- _WHAT YOU SHOULD DO_
Each entry must be duplicated precisely, with nothing left out.

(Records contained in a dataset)
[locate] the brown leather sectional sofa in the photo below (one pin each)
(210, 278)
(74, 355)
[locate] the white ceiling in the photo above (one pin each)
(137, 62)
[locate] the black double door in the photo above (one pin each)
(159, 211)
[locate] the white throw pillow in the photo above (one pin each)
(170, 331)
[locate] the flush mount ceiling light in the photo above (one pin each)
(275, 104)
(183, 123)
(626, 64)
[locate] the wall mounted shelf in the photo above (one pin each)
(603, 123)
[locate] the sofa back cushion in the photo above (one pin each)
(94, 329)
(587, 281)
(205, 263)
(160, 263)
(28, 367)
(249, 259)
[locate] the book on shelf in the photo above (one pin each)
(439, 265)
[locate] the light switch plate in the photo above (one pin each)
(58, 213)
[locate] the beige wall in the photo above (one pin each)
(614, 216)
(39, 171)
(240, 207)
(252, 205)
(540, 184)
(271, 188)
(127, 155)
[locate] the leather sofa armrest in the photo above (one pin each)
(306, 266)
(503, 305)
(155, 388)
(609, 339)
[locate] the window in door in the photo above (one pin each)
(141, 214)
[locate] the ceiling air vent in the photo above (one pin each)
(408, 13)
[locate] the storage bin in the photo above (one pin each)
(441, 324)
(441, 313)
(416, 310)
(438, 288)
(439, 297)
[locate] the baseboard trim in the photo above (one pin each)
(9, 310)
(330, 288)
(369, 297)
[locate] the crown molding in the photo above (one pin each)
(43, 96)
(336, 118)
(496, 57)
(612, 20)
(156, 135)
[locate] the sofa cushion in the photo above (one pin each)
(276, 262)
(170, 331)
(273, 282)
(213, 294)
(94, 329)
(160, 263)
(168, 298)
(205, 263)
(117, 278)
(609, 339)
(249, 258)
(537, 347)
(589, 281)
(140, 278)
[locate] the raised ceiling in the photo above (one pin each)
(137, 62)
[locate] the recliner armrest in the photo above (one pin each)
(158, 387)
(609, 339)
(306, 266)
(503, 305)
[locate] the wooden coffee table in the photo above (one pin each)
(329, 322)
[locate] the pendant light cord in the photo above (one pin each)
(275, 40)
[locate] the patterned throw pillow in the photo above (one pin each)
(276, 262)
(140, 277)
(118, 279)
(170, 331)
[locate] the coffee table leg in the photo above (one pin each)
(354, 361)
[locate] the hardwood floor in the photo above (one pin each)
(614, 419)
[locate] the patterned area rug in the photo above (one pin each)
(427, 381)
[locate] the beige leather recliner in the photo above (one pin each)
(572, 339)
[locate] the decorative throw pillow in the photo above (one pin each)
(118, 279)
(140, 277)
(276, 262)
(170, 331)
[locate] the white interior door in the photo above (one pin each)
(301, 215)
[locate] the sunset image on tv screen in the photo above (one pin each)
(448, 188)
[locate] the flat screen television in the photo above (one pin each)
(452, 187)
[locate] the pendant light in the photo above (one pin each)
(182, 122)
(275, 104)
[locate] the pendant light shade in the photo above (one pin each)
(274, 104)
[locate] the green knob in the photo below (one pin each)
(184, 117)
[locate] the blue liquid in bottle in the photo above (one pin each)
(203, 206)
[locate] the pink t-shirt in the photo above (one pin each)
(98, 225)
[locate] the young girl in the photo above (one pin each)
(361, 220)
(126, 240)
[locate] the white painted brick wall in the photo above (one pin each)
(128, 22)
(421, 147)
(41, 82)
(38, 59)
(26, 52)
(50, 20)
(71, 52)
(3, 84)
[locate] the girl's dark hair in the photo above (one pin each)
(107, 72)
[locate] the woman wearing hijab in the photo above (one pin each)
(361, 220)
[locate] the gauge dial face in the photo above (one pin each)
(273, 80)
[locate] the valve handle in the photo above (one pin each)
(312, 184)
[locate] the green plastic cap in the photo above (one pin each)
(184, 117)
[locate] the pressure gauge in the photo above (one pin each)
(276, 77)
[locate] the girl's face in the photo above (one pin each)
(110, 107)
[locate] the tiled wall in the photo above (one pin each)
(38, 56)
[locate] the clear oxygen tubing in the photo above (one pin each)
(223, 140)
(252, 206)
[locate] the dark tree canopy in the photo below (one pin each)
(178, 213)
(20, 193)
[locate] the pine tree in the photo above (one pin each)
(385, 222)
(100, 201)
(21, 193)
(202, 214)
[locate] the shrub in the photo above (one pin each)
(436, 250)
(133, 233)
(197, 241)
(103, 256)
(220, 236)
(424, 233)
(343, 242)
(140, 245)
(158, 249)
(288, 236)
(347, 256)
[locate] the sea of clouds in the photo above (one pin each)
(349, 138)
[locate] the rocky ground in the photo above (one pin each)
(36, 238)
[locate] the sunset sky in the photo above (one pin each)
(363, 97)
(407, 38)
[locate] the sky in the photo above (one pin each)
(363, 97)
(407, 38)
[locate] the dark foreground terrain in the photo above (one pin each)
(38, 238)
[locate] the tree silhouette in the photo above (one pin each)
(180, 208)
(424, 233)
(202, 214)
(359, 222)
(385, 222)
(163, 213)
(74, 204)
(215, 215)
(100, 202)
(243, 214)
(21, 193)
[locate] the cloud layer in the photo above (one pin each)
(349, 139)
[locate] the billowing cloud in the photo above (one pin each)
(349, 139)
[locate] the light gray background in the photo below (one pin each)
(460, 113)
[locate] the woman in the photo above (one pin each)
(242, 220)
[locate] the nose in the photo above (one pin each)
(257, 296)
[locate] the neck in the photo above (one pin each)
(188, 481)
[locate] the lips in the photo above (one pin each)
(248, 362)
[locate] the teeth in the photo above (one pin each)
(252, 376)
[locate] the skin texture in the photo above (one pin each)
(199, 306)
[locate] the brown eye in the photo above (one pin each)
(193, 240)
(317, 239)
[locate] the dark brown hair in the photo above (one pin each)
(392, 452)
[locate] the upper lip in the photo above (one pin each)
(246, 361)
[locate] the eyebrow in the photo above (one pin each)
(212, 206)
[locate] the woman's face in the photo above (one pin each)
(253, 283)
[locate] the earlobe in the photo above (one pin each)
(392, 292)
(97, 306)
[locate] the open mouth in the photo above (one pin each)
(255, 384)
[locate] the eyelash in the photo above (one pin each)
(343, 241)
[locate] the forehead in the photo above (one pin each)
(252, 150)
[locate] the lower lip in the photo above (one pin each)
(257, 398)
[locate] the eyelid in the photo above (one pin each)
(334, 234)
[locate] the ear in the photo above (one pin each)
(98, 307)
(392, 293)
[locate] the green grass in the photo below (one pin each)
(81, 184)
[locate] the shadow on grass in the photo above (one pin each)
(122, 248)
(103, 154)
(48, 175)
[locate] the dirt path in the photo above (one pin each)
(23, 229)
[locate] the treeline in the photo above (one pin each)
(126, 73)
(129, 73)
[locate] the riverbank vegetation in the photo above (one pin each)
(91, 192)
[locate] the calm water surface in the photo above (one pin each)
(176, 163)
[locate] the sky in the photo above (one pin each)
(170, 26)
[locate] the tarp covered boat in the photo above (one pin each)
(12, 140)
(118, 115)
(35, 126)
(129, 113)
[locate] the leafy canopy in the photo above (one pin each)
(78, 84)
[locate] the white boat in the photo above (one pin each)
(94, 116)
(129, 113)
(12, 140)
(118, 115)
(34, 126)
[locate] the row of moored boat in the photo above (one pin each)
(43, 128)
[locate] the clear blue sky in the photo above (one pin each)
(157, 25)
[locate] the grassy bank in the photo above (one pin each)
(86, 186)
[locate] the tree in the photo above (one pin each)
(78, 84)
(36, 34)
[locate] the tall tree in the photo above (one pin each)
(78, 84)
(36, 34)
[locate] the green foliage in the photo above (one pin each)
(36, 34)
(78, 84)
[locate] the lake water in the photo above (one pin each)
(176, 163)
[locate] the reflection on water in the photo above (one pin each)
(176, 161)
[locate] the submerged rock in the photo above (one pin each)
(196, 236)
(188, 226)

- _SOLUTION FOR THIS PROBLEM_
[locate] the brown leather sectional sofa in the photo below (one pin each)
(210, 278)
(74, 355)
[locate] the white ceiling in the photo above (one pin each)
(137, 62)
[locate] the black double door in the photo above (one pin each)
(159, 211)
[locate] the white throw pillow in the photo above (one pin each)
(170, 331)
[locate] the flush mount ceiling light in the photo above (one pin each)
(275, 104)
(183, 123)
(626, 64)
[locate] the wall mounted shelf in the photo above (one pin each)
(603, 123)
[locate] the sofa back cushion in the photo above (one pin each)
(94, 329)
(587, 281)
(205, 263)
(160, 263)
(28, 367)
(249, 259)
[locate] the book on shelf in the photo above (one pin each)
(439, 265)
[locate] the light switch plate in the photo above (one pin each)
(58, 213)
[locate] the beige wall in the photo above (one pin each)
(614, 216)
(39, 171)
(240, 207)
(252, 205)
(540, 184)
(271, 188)
(127, 155)
[locate] the leather sofa armrest in the photo above (one pin each)
(306, 266)
(503, 305)
(155, 388)
(609, 339)
[locate] the window in door in the photo above (one pin each)
(141, 214)
[locate] the ceiling air vent in the photo above (one pin each)
(408, 13)
[locate] the storage bin in the photo above (one pin each)
(441, 324)
(441, 313)
(416, 310)
(438, 288)
(439, 297)
[locate] the baseboard trim in the photo above (one pin each)
(9, 310)
(330, 288)
(369, 297)
[locate] the crown molding in the photo above (one pin each)
(43, 96)
(336, 118)
(496, 57)
(612, 20)
(156, 135)
[locate] the sofa cushion in the photo above (one pin each)
(276, 262)
(170, 331)
(273, 282)
(213, 294)
(94, 329)
(160, 263)
(168, 298)
(205, 263)
(117, 278)
(609, 339)
(249, 258)
(537, 347)
(589, 281)
(140, 278)
[locate] the raised ceiling in the photo above (one pin each)
(137, 62)
[locate] the recliner armrest in the photo above (one pin each)
(158, 387)
(609, 339)
(306, 266)
(503, 305)
[locate] the wooden coffee table in the photo above (one pin each)
(329, 322)
[locate] the pendant light cord in the photo above (one pin each)
(275, 40)
[locate] the patterned throw pillow in the photo above (one pin each)
(276, 262)
(140, 277)
(118, 279)
(170, 331)
[locate] the coffee table leg in the photo above (one pin each)
(354, 361)
[locate] the hardwood floor in the photo above (one pin each)
(614, 419)
[locate] the patterned area rug in the photo above (one pin each)
(427, 381)
[locate] the beige leather recliner in the photo above (one pin each)
(572, 339)
[locate] the decorative throw pillow in the photo above (one pin each)
(118, 279)
(140, 277)
(276, 262)
(170, 331)
[locate] the white interior door in the photo above (one pin each)
(301, 215)
[locate] the sunset image on tv screen in the photo above (one pin each)
(448, 188)
[locate] the flat screen television in the photo above (one pin each)
(452, 187)
[locate] the pendant light in the photo above (one pin each)
(182, 122)
(275, 104)
[locate] the pendant light shade in the photo above (one pin each)
(274, 104)
[locate] the green knob in the photo below (one pin each)
(184, 117)
[locate] the blue liquid in bottle in the photo above (one pin each)
(203, 206)
[locate] the pink t-shirt in the photo above (one pin each)
(98, 225)
[locate] the young girl in the photo above (one pin each)
(361, 220)
(126, 240)
[locate] the white painted brick wall in the photo above (one pin each)
(128, 22)
(421, 147)
(41, 82)
(38, 59)
(26, 52)
(50, 20)
(71, 52)
(3, 84)
[locate] the girl's dark hair in the photo above (one pin each)
(107, 72)
[locate] the woman wearing hijab in the photo above (one pin each)
(361, 220)
[locate] the gauge dial face in the photo above (one pin each)
(273, 80)
[locate] the valve handle in the photo above (one pin each)
(312, 184)
[locate] the green plastic cap in the photo above (one pin each)
(184, 117)
[locate] the pressure gauge in the photo above (one pin each)
(276, 77)
[locate] the girl's face in the photo above (one pin each)
(110, 107)
[locate] the tiled wall in the photo above (one pin each)
(38, 56)
[locate] the clear oxygen tubing in the photo above (one pin each)
(223, 140)
(252, 206)
[locate] the dark tree canopy in the photo below (one pin each)
(178, 213)
(20, 193)
[locate] the pine tree in the photo above (one pin each)
(385, 222)
(100, 201)
(21, 193)
(202, 214)
[locate] the shrub in the photo above (one pin each)
(436, 250)
(133, 233)
(197, 241)
(103, 256)
(220, 236)
(424, 233)
(343, 242)
(140, 245)
(158, 249)
(288, 236)
(347, 256)
[locate] the sea of clouds in the photo above (one pin each)
(349, 138)
[locate] the rocky ground in the photo above (one pin each)
(36, 238)
[locate] the sunset sky in the photo above (one pin each)
(363, 97)
(407, 38)
[locate] the sky in the photo above (one pin each)
(363, 97)
(407, 38)
[locate] the dark foreground terrain in the photo above (one pin each)
(38, 238)
[locate] the tree silhouette in the photo above (one pin each)
(180, 208)
(424, 233)
(202, 214)
(359, 222)
(385, 222)
(163, 213)
(74, 204)
(215, 215)
(100, 202)
(243, 214)
(21, 193)
[locate] the cloud layer in the photo above (one pin each)
(349, 139)
[locate] the billowing cloud in the photo above (one pin each)
(349, 139)
[locate] the light gray background in the photo below (one pin each)
(460, 113)
[locate] the woman in the photo above (one pin each)
(242, 220)
[locate] the nose in the photo above (one pin each)
(257, 296)
[locate] the neck in the photo above (one pin each)
(188, 481)
[locate] the lips in the photo above (one pin each)
(248, 362)
[locate] the teeth in the photo above (one pin each)
(252, 376)
[locate] the skin texture in the photo above (one pin each)
(199, 306)
[locate] the brown eye in the photo above (one pin each)
(193, 240)
(317, 239)
[locate] the dark brown hair in the photo above (one pin each)
(392, 452)
[locate] the upper lip in the photo above (one pin each)
(246, 361)
[locate] the eyebrow in the photo above (one pin each)
(212, 206)
[locate] the woman's face in the photo above (one pin each)
(253, 283)
[locate] the earlobe in the photo above (one pin each)
(392, 292)
(97, 306)
[locate] the open mouth in the photo above (one pin each)
(255, 384)
[locate] the eyelash in the photo above (one pin each)
(343, 241)
[locate] the forehead in the photo above (one pin each)
(252, 150)
[locate] the lower lip in the photo above (one pin each)
(257, 398)
[locate] the eyelid in the photo above (one pin each)
(334, 234)
[locate] the ear in the photo above (one pin each)
(98, 307)
(392, 293)
[locate] the green grass in the photo below (one pin each)
(81, 184)
[locate] the shadow on grass in the photo above (one pin each)
(122, 248)
(103, 154)
(48, 175)
[locate] the dirt path in the photo above (one pin each)
(23, 229)
[locate] the treeline in the photo above (one pin each)
(126, 73)
(129, 73)
[locate] the riverbank vegetation in the photo above (one pin each)
(91, 192)
[locate] the calm water surface in the photo above (one pin each)
(176, 163)
[locate] the sky in the photo above (one pin each)
(170, 26)
[locate] the tarp covered boat in the photo above (one pin each)
(12, 140)
(118, 115)
(35, 126)
(129, 113)
[locate] the leafy canopy in the photo above (one pin each)
(78, 84)
[locate] the white boat in the photo above (one pin each)
(94, 116)
(129, 113)
(12, 140)
(118, 115)
(34, 126)
[locate] the row of moored boat in the photo above (one pin each)
(43, 128)
[locate] the clear blue sky in the photo above (one pin each)
(157, 25)
[locate] the grassy bank in the photo above (one pin each)
(86, 186)
[locate] the tree in the photo above (one pin each)
(78, 84)
(36, 34)
[locate] the tall tree in the photo above (one pin each)
(78, 84)
(36, 34)
[locate] the green foliage in the photo above (one pin each)
(36, 34)
(78, 84)
[locate] the lake water in the photo above (one pin each)
(176, 163)
[locate] the reflection on water in the photo above (one pin each)
(176, 161)
[locate] the submerged rock in the photo above (one pin each)
(196, 236)
(188, 226)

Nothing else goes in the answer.